**EXERCISE OBJECTIVE**
Please write out exactly the lines that begin at the line containing "Identify the man in" and run to the end of the records.

**Point annotation dataset records**

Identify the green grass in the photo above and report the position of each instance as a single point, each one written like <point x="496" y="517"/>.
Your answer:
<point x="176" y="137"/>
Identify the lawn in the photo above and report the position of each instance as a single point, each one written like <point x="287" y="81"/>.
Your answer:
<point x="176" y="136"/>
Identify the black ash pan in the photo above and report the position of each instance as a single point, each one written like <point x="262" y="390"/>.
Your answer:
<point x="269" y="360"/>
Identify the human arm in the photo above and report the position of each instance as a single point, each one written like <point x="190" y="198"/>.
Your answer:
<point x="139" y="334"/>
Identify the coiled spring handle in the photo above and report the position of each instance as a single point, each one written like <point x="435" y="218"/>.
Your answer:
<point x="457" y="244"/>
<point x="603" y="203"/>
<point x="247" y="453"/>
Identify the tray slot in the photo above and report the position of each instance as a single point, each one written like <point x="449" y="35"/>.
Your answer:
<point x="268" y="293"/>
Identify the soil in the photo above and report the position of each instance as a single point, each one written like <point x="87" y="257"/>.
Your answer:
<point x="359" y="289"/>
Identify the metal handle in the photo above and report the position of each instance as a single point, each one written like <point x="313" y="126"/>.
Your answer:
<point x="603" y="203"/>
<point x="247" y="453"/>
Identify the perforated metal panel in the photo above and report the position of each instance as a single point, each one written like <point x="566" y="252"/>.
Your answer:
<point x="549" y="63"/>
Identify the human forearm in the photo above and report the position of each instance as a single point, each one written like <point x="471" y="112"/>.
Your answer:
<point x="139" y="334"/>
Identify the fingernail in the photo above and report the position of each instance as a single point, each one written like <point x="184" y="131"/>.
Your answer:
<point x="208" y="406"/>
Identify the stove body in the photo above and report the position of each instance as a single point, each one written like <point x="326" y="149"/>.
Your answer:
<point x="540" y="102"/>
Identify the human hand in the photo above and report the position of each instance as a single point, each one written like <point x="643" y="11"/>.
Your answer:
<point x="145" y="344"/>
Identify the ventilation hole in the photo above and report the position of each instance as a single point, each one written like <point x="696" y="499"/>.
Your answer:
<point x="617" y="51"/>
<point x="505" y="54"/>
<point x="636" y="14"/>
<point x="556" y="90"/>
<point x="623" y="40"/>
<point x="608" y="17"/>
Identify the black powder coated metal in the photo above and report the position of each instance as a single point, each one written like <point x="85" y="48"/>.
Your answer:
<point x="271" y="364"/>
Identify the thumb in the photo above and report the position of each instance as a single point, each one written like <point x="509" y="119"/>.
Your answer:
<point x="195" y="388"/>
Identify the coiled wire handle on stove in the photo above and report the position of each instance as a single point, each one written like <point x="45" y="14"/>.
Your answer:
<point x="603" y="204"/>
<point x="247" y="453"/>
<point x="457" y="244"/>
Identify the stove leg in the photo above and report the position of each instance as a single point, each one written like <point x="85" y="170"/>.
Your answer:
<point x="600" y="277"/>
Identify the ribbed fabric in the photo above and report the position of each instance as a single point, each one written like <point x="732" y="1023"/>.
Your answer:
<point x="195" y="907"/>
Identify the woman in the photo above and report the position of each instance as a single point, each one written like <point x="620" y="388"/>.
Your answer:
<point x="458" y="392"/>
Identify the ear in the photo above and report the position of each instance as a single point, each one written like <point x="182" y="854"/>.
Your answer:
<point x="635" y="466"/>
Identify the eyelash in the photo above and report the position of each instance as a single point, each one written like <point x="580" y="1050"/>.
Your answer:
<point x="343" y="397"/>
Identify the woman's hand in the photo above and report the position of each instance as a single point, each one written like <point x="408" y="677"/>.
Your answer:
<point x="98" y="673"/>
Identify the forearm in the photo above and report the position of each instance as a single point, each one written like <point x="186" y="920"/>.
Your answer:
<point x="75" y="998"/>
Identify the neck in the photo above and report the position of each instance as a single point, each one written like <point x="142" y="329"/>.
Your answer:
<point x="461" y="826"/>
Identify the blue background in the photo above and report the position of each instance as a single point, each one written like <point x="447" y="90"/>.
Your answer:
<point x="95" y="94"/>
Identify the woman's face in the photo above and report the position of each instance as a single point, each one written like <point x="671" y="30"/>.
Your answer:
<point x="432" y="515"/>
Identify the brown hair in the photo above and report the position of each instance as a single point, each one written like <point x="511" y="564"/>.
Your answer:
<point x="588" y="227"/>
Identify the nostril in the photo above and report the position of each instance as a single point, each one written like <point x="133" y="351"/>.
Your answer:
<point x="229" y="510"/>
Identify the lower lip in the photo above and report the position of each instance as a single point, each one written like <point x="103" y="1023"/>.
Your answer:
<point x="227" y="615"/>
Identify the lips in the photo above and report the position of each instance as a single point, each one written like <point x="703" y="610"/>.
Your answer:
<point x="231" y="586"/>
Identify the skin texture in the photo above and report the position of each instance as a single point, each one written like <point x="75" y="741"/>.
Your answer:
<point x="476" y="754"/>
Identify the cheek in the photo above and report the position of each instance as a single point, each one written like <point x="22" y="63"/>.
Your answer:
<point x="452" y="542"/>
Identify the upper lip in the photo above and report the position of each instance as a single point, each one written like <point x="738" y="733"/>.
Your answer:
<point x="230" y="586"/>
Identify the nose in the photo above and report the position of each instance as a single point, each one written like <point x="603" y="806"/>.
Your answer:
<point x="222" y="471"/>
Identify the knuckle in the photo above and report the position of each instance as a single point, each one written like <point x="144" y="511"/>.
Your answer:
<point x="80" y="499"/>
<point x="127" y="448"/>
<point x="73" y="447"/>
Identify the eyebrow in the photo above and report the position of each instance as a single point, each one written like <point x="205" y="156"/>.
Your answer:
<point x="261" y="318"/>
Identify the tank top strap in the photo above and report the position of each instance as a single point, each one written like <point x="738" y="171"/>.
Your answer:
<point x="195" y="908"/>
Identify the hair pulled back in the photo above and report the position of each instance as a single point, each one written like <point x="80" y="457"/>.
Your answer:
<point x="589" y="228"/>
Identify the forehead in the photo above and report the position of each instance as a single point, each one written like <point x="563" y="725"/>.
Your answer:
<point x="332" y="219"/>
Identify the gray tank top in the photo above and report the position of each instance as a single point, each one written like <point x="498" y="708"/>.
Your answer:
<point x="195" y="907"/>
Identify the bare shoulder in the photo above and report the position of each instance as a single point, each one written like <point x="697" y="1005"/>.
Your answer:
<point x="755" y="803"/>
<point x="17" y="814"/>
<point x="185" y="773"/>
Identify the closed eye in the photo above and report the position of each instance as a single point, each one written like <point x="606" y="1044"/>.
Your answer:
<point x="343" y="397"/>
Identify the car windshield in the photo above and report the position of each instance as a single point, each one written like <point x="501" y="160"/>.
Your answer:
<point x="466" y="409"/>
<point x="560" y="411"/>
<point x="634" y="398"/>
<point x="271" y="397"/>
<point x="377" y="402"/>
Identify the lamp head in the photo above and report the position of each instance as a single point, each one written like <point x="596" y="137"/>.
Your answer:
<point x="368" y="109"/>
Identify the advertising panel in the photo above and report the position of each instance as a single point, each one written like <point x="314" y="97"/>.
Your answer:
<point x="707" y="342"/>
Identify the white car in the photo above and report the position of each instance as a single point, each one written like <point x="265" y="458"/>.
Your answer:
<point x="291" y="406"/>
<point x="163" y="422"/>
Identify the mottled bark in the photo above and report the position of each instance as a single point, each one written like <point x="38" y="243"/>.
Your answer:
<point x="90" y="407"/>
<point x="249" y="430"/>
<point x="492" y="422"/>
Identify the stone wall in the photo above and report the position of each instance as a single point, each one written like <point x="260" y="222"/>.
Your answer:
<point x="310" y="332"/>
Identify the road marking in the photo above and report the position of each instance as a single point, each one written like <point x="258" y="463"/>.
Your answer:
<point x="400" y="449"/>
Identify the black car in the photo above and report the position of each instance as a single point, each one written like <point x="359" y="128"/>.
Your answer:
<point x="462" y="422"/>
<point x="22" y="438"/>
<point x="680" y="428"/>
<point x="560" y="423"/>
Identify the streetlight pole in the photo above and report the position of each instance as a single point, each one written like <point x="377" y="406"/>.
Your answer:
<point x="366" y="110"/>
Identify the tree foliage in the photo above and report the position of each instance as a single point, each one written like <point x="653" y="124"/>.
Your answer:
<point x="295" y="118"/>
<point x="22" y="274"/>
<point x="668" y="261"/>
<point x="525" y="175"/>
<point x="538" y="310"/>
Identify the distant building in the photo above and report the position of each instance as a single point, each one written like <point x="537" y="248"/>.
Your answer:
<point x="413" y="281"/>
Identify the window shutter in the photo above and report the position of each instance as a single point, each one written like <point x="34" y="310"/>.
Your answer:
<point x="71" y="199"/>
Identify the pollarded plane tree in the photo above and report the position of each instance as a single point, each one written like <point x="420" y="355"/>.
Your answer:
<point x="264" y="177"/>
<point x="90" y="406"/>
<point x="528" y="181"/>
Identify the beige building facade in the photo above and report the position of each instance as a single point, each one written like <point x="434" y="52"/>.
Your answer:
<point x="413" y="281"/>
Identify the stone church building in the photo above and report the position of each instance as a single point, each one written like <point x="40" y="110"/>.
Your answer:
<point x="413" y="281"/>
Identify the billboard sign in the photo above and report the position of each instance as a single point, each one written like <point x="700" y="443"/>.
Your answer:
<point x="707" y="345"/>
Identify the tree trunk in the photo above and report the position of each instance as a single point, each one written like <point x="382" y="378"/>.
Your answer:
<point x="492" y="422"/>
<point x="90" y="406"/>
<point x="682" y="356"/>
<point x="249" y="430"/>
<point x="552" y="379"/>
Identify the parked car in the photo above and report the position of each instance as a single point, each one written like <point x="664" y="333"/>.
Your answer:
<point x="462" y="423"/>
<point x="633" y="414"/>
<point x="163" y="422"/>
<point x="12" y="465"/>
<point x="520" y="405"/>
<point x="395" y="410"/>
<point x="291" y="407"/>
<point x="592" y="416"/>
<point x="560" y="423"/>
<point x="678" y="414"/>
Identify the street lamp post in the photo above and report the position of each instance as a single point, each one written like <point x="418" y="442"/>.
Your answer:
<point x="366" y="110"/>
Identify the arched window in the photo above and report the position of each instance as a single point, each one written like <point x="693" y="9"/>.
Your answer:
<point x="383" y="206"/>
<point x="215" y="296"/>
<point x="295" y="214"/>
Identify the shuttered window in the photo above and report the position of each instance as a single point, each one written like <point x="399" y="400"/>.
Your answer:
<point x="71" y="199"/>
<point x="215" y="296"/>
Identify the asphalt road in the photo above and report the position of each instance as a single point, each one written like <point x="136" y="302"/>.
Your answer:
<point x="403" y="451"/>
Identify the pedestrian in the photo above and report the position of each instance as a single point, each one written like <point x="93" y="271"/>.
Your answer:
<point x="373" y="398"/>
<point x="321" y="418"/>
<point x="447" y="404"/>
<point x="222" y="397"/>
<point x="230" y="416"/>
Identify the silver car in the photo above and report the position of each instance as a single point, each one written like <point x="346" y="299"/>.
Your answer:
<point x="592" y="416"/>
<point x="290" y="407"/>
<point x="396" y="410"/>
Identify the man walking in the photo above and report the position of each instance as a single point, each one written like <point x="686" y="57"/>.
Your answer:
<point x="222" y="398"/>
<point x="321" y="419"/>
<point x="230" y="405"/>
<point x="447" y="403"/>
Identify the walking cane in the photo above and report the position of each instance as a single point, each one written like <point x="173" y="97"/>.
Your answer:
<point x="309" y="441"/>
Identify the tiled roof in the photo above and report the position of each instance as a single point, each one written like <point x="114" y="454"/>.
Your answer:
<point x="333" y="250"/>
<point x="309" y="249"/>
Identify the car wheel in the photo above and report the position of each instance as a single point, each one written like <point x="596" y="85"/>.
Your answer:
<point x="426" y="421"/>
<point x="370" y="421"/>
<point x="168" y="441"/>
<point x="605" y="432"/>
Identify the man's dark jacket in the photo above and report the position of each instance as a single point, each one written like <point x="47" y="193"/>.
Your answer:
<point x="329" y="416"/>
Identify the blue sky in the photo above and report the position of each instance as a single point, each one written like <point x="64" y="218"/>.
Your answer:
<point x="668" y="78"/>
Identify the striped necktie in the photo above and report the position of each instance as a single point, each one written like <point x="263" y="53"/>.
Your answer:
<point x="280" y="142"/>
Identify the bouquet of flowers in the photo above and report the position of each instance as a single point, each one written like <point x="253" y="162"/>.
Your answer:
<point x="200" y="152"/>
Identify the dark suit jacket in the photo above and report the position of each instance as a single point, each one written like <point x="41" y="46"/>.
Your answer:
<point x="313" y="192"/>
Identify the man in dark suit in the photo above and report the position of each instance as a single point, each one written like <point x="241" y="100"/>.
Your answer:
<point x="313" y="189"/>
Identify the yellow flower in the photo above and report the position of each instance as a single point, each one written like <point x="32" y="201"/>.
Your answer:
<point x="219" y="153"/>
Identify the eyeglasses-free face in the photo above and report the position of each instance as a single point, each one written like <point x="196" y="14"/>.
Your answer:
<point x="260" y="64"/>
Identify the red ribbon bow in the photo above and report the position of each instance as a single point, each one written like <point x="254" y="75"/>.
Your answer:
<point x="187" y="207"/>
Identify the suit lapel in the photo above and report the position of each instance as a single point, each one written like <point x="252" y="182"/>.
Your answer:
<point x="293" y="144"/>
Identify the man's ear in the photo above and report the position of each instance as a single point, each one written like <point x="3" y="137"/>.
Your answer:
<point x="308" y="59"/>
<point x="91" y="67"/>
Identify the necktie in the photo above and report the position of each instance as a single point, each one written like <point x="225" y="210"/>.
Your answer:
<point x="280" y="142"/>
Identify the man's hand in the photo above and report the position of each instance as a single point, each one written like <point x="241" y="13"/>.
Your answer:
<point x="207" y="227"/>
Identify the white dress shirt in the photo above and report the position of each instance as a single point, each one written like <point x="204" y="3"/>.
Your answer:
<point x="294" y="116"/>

**ANSWER IN FULL**
Identify the man in dark suit in the photo above and report the position of each instance as a single point, each one written like <point x="241" y="100"/>.
Your answer:
<point x="313" y="189"/>
Identify the yellow flower in the photo above and report the position of each instance as a single point, each one written like <point x="32" y="201"/>.
Your answer:
<point x="219" y="153"/>
Identify the eyeglasses-free face in the photo above and report the position of each instance as a single point, each one written like <point x="196" y="14"/>.
Your answer:
<point x="260" y="64"/>
Identify the red ribbon bow in the photo above and report the position of each instance as a single point, each one written like <point x="254" y="75"/>.
Your answer:
<point x="187" y="207"/>
Identify the suit lapel in the photo above and report the position of each instance as a single point, each one written like <point x="252" y="182"/>.
Your answer:
<point x="293" y="144"/>
Identify the man's ear in the photo above and report the position of each instance as a single point, each one written like <point x="3" y="137"/>.
Your answer:
<point x="308" y="59"/>
<point x="91" y="67"/>
Identify the necktie in the photo above and report the position of each instance as a single point, each one written like <point x="225" y="210"/>.
Your answer:
<point x="280" y="142"/>
Identify the man's hand in the photo above and report the position of each instance as a single point, each one written like <point x="241" y="13"/>.
Your answer:
<point x="207" y="227"/>
Identify the white dress shirt in the photo above and report the position of each instance as a single point, each one written like <point x="204" y="3"/>.
Your answer:
<point x="294" y="116"/>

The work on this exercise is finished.